Transparence des études cliniques arrêt important de la Cour de justice attendu demain

Un procès important opposant l’Agence européenne des médicaments et une firme pharmaceutique se joue actuellement devant la Cour de justice de l’Union européenne. L’objet du litige concerne l’application du principe de publicité de l’administration, et plus précisément, la mise à disposition d’un rapport d’étude clinique. Si la Cour devait suivre le raisonnement de la firme, c’est tout le système de transparence actuel qui serait remis en cause. L’arrêt est attendu ce mercredi 22 janvier.
Deux parties s’affrontent devant la Cour de Justice de l’Union Européenne (CJUE) : l'Agence européenne des médicaments (EMA) d’une part, et PTC Therapeutics, une société pharmaceutique d’autre part. Le litige porte sur la mise à disposition d’un rapport d'étude du médicament 'Translarna', développé par PTC Therapeutics contre la maladie de Duchenne, une maladie musculaire rare. Ce type de rapport est très important parce qu'il constitue la sourcé d’information la plus importante au sujet des études cliniques portant sur un médicament. Depuis 2010 déjà, l’EMA applique à ce type de rapports les règles de publicité de l’administration. Cela signifie que toute personne qui le demande est en principe en droit de le recevoir. Depuis 2016, ces rapports sont même systématiquement publiés sur le site internet de l'Agence après que celle-ci ait pris la décision d’autoriser ou non un médicament. Cependant, certaines compagnies pharmaceutiques s'opposent à cette attitude d'ouverture.
PTC a décidé de porter l’affaire devant la CJUE. "L’entièreté du rapport d’études sur Translarna doit rester secrète", disent les bonzes pharmaceutiques américains. Pas étonnant qu’une firme pharmaceutique cherche avant tout à défendre ses intérêts commerciaux. Plus étonnant et inquiétant par contre, c’est l’avis rendu par l'avocat général auprès de la Cour. Ce dernier joue en effet la carte de l'industrie et suit le raisonnement de l'entreprise selon lequel les concurrents pourraient tirer avantage du rapport, ce qui lèserait les intérêts commerciaux de l’entreprise. Selon lui, ces rapports devraient être considérés en général comme des informations commerciales sensibles.

· · ·

- Consignes:
A. Recopiez l'article sur la transparence des études cliniques en commençant à « Un procès important » et en terminant à « mercredi 22 janvier. ».
B. D'après l'article sur la transparence des études cliniques, contre quelle maladie PTC Therapeutics a-t-elle développé le médicament Translarna ?
C. Selon l'article sur la transparence des études cliniques, pour quelle raison l'avocat général estime-t-il que le rapport ne devrait pas être rendu public ?
Les données présentées ensuite n'ont aucun rôle dans ce travail.

· · ·

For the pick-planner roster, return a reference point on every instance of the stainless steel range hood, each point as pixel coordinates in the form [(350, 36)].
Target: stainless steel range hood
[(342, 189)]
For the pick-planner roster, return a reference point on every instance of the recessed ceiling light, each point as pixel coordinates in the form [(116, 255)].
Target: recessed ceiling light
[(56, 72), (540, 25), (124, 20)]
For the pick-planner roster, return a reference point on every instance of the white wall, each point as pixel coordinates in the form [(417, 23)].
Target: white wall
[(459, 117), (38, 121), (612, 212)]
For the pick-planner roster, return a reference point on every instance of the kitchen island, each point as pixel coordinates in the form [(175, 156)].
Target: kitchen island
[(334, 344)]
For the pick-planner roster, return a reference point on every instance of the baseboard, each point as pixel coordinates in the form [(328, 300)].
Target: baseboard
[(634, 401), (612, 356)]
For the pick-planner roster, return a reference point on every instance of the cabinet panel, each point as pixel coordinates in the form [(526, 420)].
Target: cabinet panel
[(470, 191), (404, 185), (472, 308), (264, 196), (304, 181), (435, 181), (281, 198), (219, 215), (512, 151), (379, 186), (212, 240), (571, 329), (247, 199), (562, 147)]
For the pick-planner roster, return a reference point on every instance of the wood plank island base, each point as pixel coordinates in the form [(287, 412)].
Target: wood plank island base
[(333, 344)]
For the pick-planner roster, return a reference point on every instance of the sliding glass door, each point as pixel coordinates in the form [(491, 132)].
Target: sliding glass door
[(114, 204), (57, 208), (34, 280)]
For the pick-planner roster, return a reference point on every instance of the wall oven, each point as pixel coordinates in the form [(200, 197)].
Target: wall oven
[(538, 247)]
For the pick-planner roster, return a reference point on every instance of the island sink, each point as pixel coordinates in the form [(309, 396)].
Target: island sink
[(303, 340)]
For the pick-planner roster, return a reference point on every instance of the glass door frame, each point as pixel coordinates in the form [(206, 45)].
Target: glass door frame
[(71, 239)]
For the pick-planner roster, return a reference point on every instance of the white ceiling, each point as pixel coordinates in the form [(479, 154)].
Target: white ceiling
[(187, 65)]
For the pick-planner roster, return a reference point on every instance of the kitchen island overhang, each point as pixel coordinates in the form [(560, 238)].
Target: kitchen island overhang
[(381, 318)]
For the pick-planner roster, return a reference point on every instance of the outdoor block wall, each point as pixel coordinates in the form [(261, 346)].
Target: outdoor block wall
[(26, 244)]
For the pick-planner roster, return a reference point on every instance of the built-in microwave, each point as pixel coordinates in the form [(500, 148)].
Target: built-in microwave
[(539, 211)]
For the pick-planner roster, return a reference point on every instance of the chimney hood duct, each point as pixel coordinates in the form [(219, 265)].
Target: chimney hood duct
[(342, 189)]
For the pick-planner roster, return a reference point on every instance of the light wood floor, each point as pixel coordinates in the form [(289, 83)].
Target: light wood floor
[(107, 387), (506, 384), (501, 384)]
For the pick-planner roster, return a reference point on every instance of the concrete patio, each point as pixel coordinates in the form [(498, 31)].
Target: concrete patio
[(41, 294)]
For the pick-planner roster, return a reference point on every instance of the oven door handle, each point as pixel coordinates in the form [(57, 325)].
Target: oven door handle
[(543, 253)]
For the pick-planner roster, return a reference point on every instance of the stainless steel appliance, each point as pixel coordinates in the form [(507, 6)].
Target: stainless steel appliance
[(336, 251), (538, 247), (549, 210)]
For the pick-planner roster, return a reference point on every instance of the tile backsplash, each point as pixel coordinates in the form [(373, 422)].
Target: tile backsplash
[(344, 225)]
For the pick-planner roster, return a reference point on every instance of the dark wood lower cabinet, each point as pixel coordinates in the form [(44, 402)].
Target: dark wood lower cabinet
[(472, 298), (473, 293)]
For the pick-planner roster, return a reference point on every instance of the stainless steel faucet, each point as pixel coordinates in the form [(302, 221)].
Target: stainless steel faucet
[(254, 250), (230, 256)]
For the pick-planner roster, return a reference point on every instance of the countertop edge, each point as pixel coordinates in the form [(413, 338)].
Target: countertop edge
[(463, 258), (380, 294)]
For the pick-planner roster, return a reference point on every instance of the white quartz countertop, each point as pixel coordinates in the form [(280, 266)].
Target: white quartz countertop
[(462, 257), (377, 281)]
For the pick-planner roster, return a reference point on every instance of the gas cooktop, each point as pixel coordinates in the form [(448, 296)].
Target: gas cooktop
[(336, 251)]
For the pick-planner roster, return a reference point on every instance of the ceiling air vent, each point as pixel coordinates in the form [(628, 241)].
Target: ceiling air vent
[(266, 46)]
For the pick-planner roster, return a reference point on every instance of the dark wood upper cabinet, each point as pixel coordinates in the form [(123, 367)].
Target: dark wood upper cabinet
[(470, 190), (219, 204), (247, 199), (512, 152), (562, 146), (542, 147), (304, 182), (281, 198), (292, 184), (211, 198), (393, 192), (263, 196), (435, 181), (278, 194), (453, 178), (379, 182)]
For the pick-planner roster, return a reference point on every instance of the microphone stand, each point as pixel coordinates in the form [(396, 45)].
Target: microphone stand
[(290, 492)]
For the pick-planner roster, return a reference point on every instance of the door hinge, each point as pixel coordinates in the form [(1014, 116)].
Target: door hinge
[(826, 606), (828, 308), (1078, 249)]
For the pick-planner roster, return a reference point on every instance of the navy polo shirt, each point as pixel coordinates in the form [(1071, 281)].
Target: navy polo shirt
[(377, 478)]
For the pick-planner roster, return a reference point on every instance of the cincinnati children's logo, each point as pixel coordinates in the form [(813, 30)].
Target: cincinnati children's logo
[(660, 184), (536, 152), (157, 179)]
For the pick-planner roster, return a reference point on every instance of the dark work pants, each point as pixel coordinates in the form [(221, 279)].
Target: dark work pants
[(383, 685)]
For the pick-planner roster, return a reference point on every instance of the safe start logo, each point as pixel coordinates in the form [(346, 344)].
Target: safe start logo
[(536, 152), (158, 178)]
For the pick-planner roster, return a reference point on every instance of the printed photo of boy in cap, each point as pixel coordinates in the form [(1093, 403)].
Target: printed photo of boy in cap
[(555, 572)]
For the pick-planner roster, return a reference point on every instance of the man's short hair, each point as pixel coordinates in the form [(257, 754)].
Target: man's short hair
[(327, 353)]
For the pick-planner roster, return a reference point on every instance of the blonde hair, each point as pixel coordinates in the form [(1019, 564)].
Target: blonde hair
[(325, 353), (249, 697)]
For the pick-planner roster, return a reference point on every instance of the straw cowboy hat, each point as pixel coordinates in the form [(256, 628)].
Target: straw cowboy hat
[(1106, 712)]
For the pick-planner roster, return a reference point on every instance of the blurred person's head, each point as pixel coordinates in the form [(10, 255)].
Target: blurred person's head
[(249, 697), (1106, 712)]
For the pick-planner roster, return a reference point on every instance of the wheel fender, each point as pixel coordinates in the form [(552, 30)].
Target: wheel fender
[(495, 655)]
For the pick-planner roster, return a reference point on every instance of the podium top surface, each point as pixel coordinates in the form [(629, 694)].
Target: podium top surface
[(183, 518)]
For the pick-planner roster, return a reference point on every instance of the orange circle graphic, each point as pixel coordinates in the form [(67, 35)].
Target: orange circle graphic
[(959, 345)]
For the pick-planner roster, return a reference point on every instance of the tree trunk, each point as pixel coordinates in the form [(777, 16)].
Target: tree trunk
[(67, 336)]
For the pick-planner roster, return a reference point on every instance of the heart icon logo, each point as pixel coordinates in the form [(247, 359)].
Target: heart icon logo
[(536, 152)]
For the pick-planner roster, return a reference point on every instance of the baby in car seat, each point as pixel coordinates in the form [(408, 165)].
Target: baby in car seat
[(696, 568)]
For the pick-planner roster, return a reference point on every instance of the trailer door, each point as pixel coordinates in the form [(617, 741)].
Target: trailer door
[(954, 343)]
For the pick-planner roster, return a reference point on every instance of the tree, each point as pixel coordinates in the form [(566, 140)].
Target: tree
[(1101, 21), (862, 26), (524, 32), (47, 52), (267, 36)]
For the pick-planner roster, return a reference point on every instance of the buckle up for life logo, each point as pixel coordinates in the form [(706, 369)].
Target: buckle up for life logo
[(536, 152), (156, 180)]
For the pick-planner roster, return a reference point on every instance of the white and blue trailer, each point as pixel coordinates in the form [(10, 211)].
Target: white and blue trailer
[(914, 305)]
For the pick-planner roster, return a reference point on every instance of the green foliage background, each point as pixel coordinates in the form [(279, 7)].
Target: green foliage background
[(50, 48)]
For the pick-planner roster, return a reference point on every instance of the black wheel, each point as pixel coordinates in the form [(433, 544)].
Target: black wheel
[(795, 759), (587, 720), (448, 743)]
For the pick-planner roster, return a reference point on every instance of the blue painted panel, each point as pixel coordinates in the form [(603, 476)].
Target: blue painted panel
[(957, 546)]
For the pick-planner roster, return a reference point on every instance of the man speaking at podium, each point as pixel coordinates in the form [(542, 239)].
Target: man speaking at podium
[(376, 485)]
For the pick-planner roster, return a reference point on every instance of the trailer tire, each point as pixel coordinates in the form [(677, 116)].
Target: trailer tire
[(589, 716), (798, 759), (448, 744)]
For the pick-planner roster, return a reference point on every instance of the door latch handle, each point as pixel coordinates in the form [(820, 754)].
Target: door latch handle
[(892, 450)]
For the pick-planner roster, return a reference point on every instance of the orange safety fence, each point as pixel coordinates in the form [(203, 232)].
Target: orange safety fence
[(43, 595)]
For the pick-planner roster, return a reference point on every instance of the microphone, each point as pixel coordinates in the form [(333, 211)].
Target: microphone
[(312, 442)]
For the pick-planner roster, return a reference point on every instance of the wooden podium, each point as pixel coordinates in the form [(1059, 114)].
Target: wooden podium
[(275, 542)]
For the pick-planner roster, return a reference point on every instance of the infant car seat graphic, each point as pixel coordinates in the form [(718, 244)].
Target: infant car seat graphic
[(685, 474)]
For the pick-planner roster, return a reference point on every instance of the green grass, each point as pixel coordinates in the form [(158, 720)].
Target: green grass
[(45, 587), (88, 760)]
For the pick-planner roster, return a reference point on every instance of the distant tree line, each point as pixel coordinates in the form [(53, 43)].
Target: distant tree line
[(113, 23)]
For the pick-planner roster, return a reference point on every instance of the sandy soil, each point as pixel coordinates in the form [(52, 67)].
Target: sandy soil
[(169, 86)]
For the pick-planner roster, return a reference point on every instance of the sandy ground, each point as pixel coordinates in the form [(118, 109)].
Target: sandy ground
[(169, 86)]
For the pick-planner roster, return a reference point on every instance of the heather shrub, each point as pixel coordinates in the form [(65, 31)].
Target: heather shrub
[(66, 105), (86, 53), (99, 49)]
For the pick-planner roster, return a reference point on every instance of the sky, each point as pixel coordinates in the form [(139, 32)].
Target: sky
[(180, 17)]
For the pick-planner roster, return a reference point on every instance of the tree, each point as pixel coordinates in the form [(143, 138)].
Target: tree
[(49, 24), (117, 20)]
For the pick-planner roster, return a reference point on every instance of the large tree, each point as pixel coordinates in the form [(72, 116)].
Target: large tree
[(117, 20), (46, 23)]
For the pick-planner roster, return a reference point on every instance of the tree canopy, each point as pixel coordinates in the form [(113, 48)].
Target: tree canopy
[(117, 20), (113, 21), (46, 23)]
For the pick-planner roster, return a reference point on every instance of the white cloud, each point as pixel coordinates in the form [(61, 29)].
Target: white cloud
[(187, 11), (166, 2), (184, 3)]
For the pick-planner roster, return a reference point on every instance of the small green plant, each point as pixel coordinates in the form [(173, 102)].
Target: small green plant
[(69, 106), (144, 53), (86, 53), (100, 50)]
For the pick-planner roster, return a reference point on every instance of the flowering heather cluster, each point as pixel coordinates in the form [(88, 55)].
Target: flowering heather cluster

· · ·

- Réponses:
A.
Un procès important opposant l’Agence européenne des médicaments et une firme pharmaceutique se joue actuellement devant la Cour de justice de l’Union européenne. L’objet du litige concerne l’application du principe de publicité de l’administration, et plus précisément, la mise à disposition d’un rapport d’étude clinique. Si la Cour devait suivre le raisonnement de la firme, c’est tout le système de transparence actuel qui serait remis en cause. L’arrêt est attendu ce mercredi 22 janvier.

B. Contre la maladie de Duchenne, une maladie musculaire rare.

C. Il suit le raisonnement de l'entreprise selon lequel les concurrents pourraient tirer avantage du rapport, ce qui léserait les intérêts commerciaux de PTC Therapeutics. Pour lui, ces rapports devraient donc être considérés en général comme des informations commerciales sensibles.